- [Exercise requirements] Reproduce all of the data below, swapping every occurrence of "noun phrase" for "text query" and leaving everything else unchanged. Omit the pictures.

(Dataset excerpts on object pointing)

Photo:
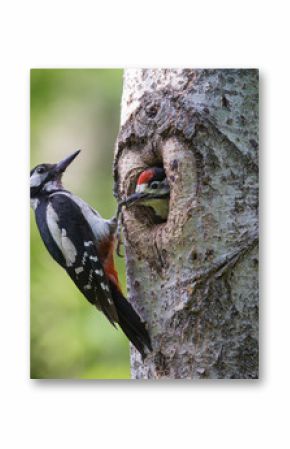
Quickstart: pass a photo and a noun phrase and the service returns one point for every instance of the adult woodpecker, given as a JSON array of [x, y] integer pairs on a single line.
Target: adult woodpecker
[[82, 242], [152, 190]]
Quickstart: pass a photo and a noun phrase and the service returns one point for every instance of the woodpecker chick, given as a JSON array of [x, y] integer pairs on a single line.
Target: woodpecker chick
[[82, 242], [152, 190]]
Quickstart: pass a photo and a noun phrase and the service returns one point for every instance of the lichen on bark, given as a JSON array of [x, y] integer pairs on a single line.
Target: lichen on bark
[[193, 279]]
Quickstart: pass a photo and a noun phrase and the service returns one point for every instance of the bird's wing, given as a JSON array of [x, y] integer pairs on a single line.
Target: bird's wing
[[78, 246]]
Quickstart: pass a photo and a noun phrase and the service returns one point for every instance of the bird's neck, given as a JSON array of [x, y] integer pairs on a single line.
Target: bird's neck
[[37, 195]]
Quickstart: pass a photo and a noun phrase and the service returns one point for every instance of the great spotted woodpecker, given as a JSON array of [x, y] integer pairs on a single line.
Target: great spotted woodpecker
[[152, 190], [82, 242]]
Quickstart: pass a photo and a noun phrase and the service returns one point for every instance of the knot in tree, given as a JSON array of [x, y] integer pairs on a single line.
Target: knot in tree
[[194, 277]]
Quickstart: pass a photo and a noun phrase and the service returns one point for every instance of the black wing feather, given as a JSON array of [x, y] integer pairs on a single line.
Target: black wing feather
[[86, 271]]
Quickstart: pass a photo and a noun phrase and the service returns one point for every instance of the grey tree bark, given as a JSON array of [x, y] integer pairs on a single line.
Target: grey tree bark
[[193, 279]]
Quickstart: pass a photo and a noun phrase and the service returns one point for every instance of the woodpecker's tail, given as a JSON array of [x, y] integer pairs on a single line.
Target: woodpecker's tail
[[130, 322]]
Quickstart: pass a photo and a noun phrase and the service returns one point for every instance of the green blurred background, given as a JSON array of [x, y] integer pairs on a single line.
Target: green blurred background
[[73, 109]]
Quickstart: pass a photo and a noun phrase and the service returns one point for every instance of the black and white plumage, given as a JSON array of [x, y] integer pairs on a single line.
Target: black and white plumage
[[82, 242]]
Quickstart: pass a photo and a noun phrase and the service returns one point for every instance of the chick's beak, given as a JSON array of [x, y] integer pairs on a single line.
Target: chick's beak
[[62, 165], [132, 199]]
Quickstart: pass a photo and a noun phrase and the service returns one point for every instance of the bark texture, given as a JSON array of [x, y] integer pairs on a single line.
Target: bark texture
[[193, 279]]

- [Answer below]
Photo:
Quickstart: pass a photo and a text query and the service returns one point for every instance of the adult woodpecker, given as a JSON array of [x, y] integer pairs on a single line.
Target: adult woodpecker
[[82, 242], [152, 190]]
Quickstart: pass a photo and a text query and the service returns one point for every instance of the woodpecker chick, given as a JSON array of [x, y] integer pairs on a single line.
Target: woodpecker chick
[[82, 242], [152, 190]]
Quickstart: pass a photo and a text query and the service returns one point for every instance of the lichen on bark, given as a JSON array of [x, y] integer pairs on a single line.
Target: lichen on bark
[[193, 279]]
Quickstart: pass a photo and a text query and the service returns one point for every instance of the bird's wing, given as a JSON array of [x, y] integer pairs on a single line.
Target: bird's wing
[[78, 246]]
Quickstart: pass a photo and a text query and the service returns one point for every instance of the bird's neck, given as a JSON array of [x, y] integer pairs on a single line.
Target: bird's neck
[[37, 195]]
Quickstart: pass a photo and a text query and the service returns one point for every instance of the great spotted woodpecker, given as a JSON array of [x, y] integer pairs on a single line.
Target: great spotted woodpecker
[[152, 190], [82, 242]]
Quickstart: pass a photo and a text query and the service returns one point for every instance of the knot in tree, given as a JSON array of [x, y] integer pairs on a single line.
Target: knot in tree
[[194, 277]]
Quickstart: pass a photo and a text query and the service returns one point for every instance of the black wing feather, given as a JSON array of [x, y] integer pairs on a single line.
Target: black wing feather
[[86, 271]]
Quickstart: pass a photo and a text query and the service returns one point for every instance of the grey tree bark, given as a JSON array of [x, y] integer pairs on a single line.
Target: grey tree bark
[[193, 279]]
Quickstart: pass a photo and a text query and the service returns one point for every instance of the woodpecker's tail, given as a JSON array of [x, y] integer pairs on a single line.
Target: woodpecker's tail
[[130, 322]]
Quickstart: pass a photo and a text query and the service returns one point for every instance of the green blurred background, given as a JSON array of [x, y] integer pairs on a single line.
Target: green blurred background
[[73, 109]]
Quickstart: pass a photo and a text query and the service returns one point for every instance of the black and white plumage, given as a JSON array of [x, y] integer pairs on a single line.
Target: black and white plumage
[[82, 242]]
Quickstart: pass a photo and a text query and the service returns one point for every instance of the chick's beak, given as a JSON array of [x, y] integer pairs on a single line.
Target: chick's beak
[[62, 165], [132, 199]]
Quickstart: pass a photo and a text query and the service returns one point for every instance of the bark texture, given as a JSON array of [x, y] integer pairs on a single line.
Target: bark texture
[[193, 279]]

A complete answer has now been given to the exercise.